----- Given text

Showing posts with label Object Storage. Show all posts
Showing posts with label Object Storage. Show all posts

Wednesday, February 27, 2013

ApacheCon LiveBlog: Powering CloudStack w/ Ceph RBD


This is a live blog from ApacheCon that I'm attending this week.  This session is with Patrick McGarry.

Usual Live Blog Disclaimer: This is more of a brain dump typing as fast as I can, please excuse typos, format, and coherent thought process in general.

(No title slide picture this time - missed it)

  • What is Ceph - storage that does object, block, and file all in one; block is thin provision, snapshots, cloning - object has REST API
  • RADOS (Google it) object store at the lowest level
  • Why Object at the lowest level - more useful than blocks, single namespace, scales better, simple API, workload is easily parallel
  • Because of this: define a pool (1 to 100's), independent namespaces and object collections
  • (Topic change) - Architecture
  • aggregate a bunch of different machines so that you can have a "large enough" front end to handle large number of requests in
  • In this "pile" you will have monitors. Monitors provide consensus for decisions, always an odd number, do not store data (traffic controllers) to the storage nodes (OSD nodes)
  • On an OSD node -> physical disk -> file system -> OSD layer
  • CRUSH - pseudo-random placement algorithm for data placement, CEPH "secret sauce", allows for stable mapping and uniform distribution with additional ruled configuration (can apply weights, topology rules)

----------
----- Material supplied

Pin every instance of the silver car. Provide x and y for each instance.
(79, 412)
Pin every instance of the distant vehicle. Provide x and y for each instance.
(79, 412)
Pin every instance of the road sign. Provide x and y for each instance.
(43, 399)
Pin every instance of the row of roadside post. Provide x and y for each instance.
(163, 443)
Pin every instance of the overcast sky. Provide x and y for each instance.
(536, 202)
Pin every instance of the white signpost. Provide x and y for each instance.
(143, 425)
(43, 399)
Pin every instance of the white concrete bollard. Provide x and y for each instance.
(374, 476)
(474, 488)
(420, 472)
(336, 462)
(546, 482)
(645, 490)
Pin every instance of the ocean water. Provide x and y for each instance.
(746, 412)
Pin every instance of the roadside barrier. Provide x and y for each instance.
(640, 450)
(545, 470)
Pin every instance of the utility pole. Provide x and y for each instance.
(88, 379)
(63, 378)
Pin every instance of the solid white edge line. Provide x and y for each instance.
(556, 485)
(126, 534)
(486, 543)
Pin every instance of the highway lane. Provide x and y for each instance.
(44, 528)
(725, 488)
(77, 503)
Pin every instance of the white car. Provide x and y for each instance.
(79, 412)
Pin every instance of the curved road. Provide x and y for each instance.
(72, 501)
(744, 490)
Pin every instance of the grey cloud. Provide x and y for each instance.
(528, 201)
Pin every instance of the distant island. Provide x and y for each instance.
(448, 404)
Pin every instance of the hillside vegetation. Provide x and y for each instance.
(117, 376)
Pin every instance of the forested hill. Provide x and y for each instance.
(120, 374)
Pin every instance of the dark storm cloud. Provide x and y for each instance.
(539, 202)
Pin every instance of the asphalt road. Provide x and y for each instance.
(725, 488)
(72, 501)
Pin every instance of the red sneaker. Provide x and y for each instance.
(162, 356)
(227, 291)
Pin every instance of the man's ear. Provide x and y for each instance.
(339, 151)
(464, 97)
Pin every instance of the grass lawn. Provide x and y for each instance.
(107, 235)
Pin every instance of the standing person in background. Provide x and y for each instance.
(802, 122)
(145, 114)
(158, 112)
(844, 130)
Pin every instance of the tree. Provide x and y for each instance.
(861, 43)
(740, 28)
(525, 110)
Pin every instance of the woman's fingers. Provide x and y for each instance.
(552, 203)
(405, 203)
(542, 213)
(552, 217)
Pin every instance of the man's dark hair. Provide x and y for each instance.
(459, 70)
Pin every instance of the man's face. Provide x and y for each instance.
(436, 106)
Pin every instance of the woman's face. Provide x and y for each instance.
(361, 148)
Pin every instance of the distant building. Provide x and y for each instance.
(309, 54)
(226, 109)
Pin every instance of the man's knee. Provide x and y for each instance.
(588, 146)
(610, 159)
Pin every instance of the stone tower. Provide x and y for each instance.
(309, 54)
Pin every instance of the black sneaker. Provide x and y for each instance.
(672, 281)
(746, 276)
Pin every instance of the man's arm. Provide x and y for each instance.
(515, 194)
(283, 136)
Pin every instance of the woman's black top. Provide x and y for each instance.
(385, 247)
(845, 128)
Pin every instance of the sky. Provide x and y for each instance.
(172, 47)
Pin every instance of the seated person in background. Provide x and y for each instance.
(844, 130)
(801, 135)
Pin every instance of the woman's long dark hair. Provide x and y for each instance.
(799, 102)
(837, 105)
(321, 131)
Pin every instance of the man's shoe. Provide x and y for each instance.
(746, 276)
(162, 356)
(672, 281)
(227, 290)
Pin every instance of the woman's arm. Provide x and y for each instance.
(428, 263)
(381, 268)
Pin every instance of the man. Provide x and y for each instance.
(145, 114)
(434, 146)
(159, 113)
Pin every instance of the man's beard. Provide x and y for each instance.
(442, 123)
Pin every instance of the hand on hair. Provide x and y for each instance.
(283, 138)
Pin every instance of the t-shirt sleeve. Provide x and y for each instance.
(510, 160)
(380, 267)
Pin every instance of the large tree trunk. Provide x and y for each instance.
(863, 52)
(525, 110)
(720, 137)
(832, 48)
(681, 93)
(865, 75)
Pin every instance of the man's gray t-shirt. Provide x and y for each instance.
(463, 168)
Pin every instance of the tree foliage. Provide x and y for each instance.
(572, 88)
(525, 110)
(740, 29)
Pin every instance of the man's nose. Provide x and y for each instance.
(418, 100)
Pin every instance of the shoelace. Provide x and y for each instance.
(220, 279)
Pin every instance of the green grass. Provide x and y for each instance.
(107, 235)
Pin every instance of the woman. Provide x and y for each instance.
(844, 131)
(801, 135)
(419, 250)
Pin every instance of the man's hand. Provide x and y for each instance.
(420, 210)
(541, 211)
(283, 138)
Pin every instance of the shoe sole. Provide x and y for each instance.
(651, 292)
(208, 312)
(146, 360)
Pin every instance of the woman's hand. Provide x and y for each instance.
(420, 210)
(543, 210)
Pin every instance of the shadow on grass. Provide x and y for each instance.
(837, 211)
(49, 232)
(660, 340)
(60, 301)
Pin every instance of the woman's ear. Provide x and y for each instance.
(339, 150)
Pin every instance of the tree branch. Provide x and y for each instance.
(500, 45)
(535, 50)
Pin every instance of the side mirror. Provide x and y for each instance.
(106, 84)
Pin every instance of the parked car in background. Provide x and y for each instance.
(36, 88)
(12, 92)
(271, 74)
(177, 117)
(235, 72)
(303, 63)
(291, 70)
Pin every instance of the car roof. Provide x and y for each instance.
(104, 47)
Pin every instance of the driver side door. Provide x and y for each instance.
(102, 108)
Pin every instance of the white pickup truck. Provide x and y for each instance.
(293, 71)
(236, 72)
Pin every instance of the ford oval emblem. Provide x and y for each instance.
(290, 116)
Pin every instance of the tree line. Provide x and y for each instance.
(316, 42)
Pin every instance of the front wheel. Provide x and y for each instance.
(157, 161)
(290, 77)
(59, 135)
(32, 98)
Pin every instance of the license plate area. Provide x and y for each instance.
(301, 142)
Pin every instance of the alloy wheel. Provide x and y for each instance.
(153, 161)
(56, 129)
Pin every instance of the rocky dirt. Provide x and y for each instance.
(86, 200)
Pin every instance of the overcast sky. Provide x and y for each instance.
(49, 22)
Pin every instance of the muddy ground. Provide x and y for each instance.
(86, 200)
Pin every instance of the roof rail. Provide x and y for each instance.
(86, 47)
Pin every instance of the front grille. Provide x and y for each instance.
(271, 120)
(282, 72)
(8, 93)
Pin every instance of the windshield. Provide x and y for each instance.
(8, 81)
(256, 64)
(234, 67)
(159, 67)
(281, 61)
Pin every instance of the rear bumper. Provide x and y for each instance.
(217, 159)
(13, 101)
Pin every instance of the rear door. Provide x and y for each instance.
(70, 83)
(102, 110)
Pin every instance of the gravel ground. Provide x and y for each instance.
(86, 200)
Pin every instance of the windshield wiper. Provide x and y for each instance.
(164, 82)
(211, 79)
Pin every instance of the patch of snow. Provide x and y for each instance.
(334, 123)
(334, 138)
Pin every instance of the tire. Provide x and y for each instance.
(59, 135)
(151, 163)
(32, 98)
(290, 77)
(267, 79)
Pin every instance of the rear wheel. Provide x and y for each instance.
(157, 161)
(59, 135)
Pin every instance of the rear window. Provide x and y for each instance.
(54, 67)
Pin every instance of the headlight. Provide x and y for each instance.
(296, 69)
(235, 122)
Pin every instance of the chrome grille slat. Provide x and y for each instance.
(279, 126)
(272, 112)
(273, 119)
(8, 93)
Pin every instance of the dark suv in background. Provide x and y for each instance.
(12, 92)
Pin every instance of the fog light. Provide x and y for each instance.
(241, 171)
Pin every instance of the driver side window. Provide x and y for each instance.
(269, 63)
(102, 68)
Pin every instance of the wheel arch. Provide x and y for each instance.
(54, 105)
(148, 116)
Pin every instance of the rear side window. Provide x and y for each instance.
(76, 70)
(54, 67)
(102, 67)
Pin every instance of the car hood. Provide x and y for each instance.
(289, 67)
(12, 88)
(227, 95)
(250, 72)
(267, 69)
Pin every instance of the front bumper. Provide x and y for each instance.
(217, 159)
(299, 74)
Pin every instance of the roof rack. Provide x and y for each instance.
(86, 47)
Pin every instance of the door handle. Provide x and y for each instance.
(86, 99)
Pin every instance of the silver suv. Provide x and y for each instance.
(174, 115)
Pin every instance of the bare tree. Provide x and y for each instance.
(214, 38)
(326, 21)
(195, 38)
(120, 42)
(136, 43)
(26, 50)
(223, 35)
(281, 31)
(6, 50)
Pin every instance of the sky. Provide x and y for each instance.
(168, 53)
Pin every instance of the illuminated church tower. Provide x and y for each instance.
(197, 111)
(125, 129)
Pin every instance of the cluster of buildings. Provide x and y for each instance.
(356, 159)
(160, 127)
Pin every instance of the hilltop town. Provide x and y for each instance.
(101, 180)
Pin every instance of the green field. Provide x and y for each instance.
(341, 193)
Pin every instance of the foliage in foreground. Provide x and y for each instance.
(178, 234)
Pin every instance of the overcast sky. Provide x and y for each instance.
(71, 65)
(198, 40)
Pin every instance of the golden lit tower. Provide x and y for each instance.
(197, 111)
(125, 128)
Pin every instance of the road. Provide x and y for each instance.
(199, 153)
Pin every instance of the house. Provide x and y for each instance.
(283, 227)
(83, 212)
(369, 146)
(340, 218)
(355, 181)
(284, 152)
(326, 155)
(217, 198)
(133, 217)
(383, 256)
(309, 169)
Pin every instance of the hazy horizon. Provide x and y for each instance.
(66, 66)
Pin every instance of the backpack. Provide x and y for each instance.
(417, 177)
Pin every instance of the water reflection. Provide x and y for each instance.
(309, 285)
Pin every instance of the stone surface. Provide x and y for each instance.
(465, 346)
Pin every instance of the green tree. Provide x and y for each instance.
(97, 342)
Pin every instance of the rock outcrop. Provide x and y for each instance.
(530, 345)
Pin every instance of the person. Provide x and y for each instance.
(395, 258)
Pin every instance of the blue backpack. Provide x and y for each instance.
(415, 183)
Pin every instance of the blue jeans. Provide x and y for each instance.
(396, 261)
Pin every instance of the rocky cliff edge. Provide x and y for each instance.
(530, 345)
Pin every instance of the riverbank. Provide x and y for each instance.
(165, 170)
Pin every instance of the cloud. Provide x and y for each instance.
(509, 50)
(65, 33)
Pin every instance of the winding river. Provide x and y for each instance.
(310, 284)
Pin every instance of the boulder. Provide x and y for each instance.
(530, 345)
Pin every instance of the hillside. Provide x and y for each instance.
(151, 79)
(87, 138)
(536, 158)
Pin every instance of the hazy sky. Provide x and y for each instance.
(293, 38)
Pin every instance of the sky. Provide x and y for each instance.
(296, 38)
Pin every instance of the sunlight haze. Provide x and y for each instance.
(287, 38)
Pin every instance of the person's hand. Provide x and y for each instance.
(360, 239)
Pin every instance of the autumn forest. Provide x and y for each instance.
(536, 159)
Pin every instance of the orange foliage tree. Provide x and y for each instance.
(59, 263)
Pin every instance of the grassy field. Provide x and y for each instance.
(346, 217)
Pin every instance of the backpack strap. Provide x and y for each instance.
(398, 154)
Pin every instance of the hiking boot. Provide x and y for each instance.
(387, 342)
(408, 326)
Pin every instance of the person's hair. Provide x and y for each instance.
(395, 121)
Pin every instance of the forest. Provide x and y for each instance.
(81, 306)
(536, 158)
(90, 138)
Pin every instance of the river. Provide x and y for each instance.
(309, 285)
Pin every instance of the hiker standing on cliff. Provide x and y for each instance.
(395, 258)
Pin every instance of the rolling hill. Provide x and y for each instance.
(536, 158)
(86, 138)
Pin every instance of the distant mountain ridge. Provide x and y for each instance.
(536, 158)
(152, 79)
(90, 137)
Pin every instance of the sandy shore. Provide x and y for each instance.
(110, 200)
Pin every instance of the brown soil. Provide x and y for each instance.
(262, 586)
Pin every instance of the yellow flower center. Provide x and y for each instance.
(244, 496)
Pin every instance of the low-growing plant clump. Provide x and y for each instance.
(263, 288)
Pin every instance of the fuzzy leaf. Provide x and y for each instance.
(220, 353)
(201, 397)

----------

*Stated goal*. Pick up the Ceph RBD live blog after its last bullet and keep going in the same note-taking style.

*Task output*.
  • How does it work, take an object, talk to monitors, CRUSH breaks it up, places it around according to the rules
  • What happens when something breaks? If an OSD node is lost, the ones with the copy of the data replicates the blocks somewhere else according to CRUSH rules and moves on
  • How to talk to it? LIBRADOS - library for RADOS, support for C, C++, Java, Python, Ruby, PHP
  • Also RADOSGW - Rest gateway compatible with S3 & Swift
  • CEPH FS - A POSIX-compliant distributed file system with a Linux kernel
  • RBD - reliable and fully-distributed block device sitting on top of the object store
  • RADOS Block Device (RBD) - storage of disk images in RADOS, allows decouple of VM from the host, images stripped across the pool, snapshots, copy-on-write clones
  • What does this look like? vm's are now split across the cluster, great for large capacity as well as high I/O instances of vm's
  • same model as Amazon EBS
  • it is a shared environment, so you can migrate running instances across cluster
  • Copy-On-Write Cloning (he gets lots of question on this) - think of a Golden Image Master vm and you want 100 copies - You spin the 100 instantly and it takes up additional storage as needed and the vm's grow.
  • Question: Is there a performance impact to this? A: No, but as usual it depends on the architecture (how many devices are hitting it)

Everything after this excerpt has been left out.